***** The data *****
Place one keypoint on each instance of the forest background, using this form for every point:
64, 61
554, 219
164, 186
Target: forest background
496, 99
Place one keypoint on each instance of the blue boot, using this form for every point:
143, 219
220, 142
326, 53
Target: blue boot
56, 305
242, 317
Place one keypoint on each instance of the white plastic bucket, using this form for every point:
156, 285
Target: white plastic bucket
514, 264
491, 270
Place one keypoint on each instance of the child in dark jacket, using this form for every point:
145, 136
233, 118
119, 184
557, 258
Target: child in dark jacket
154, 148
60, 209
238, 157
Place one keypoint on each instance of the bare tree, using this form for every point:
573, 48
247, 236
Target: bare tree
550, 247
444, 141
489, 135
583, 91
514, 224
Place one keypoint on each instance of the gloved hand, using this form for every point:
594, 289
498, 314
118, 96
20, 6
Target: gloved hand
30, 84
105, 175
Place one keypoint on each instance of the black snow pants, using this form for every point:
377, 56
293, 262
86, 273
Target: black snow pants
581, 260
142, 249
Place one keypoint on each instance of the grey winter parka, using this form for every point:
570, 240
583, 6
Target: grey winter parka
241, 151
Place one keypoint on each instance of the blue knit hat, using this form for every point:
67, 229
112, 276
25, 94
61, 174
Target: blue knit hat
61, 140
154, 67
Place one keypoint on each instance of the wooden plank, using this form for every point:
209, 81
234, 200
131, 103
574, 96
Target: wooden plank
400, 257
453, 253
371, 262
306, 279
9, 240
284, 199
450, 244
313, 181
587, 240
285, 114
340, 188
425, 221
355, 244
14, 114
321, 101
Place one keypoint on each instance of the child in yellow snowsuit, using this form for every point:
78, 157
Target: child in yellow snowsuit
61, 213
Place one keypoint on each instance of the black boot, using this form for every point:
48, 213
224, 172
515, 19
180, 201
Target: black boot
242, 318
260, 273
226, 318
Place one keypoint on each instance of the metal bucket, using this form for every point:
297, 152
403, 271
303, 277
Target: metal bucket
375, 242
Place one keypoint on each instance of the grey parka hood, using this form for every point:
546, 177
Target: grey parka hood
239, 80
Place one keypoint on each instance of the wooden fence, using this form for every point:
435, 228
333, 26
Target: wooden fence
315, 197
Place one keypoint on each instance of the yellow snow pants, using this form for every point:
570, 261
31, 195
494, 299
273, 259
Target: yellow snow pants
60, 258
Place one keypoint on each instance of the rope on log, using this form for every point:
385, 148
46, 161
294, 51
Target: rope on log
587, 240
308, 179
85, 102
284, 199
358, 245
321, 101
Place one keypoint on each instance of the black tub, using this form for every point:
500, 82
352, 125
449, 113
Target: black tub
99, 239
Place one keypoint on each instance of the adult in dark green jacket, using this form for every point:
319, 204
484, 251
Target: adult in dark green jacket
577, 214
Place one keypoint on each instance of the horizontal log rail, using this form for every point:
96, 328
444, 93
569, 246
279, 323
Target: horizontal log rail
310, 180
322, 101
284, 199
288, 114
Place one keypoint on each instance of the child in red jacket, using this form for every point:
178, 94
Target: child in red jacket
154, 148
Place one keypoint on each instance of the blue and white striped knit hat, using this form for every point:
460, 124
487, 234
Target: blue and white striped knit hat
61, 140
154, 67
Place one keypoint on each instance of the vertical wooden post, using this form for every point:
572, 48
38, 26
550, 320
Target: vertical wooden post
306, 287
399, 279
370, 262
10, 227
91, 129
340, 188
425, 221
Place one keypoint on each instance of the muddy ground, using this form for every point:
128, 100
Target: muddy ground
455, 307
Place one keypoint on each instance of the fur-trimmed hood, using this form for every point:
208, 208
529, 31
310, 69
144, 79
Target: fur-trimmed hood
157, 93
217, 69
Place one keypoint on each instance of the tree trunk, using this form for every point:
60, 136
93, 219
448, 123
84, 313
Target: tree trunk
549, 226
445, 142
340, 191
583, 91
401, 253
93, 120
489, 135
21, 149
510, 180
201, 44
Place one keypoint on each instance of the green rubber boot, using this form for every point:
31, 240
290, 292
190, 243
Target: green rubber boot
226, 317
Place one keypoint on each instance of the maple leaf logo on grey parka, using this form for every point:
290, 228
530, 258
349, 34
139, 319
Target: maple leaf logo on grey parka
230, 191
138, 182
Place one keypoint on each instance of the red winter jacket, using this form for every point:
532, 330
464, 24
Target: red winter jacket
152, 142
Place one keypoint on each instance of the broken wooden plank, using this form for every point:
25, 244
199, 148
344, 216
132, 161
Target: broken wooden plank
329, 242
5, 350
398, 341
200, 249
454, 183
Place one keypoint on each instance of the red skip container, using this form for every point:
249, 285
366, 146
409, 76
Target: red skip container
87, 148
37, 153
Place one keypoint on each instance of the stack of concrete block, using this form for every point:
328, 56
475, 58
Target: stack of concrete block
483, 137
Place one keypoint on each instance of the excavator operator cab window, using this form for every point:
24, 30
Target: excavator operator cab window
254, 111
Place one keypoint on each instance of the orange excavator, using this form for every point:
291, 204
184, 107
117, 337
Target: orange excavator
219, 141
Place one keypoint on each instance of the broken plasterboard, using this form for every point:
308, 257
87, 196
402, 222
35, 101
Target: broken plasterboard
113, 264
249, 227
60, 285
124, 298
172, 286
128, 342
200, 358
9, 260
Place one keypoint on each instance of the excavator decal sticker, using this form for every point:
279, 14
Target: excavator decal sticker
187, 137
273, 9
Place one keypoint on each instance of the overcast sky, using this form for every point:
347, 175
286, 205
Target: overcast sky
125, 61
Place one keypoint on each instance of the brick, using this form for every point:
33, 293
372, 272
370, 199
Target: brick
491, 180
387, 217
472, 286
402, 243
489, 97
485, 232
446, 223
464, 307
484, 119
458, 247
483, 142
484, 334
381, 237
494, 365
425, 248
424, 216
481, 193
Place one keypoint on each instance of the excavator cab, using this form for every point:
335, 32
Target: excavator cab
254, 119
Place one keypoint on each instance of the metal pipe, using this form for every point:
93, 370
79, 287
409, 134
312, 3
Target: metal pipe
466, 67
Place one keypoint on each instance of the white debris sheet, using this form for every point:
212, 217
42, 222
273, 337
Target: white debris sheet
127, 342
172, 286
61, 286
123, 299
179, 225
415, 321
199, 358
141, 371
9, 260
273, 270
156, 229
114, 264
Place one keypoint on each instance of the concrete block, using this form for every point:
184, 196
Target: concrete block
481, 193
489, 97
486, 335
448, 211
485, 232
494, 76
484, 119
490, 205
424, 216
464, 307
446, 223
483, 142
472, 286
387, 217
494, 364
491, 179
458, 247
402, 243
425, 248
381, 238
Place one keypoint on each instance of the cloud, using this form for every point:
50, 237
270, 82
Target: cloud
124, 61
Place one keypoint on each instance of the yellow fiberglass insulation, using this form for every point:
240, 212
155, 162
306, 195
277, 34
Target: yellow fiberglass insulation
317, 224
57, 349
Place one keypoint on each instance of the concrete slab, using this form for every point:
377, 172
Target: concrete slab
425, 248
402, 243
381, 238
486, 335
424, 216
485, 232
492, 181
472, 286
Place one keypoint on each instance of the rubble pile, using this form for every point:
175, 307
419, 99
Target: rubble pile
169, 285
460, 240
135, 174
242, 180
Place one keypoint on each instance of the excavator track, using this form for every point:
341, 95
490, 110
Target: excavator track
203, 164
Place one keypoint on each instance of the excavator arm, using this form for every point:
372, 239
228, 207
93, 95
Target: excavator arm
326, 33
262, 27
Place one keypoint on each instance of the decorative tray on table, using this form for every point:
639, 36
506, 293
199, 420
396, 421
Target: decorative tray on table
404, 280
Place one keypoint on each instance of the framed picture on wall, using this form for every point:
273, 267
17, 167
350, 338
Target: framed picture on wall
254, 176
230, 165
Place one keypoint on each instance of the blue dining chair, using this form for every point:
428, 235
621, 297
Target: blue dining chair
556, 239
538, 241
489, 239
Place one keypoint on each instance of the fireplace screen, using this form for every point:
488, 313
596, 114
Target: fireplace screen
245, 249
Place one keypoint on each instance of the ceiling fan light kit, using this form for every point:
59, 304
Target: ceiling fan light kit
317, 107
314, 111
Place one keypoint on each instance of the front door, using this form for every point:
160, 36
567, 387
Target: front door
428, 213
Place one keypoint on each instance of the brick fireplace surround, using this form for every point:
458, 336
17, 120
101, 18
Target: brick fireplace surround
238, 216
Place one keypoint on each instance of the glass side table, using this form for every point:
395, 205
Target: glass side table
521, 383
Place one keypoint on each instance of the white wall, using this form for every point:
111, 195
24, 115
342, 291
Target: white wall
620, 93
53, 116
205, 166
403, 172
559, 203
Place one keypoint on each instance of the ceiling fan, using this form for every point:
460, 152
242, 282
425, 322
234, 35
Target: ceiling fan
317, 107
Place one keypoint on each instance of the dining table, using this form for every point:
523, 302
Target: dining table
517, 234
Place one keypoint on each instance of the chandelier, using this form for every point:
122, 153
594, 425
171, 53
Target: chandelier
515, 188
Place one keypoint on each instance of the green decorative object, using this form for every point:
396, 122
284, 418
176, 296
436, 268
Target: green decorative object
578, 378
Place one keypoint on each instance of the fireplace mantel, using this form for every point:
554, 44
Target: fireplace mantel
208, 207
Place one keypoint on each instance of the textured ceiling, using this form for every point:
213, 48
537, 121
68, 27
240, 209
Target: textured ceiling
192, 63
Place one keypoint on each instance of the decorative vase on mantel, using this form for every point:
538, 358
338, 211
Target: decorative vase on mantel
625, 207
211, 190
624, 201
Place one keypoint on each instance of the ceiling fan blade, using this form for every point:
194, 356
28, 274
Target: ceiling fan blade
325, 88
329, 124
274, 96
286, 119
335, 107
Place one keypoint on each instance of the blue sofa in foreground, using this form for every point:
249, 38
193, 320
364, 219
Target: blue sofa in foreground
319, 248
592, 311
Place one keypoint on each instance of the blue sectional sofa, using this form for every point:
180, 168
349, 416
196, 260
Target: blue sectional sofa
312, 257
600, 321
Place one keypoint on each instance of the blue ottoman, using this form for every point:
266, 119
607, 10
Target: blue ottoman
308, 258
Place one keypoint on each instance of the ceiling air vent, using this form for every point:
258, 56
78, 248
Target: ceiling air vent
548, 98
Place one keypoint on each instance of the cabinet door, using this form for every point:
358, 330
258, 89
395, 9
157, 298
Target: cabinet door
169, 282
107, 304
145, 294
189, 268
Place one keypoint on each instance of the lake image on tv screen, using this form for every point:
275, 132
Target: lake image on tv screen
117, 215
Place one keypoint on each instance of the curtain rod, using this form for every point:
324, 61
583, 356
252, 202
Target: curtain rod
*****
What is being asked => Revise the items from the line containing "Place one keypoint on each instance of the cabinet" through the end of the items, replacing each occurrence of "curtain rod" with "curtain pole" and leaving all other text unchanged. Return only those lines.

Final result =>
Place one keypoint on each instance of the cabinet door, using this form for every point:
358, 330
258, 89
395, 9
157, 298
Target: cabinet door
169, 282
107, 304
145, 294
189, 268
Place one keypoint on each instance of the lake image on tv screen, using this form for every point:
275, 132
Target: lake image on tv screen
117, 215
Place one keypoint on each instance of the curtain pole, using this form for every point:
324, 61
583, 356
252, 202
Target: curtain pole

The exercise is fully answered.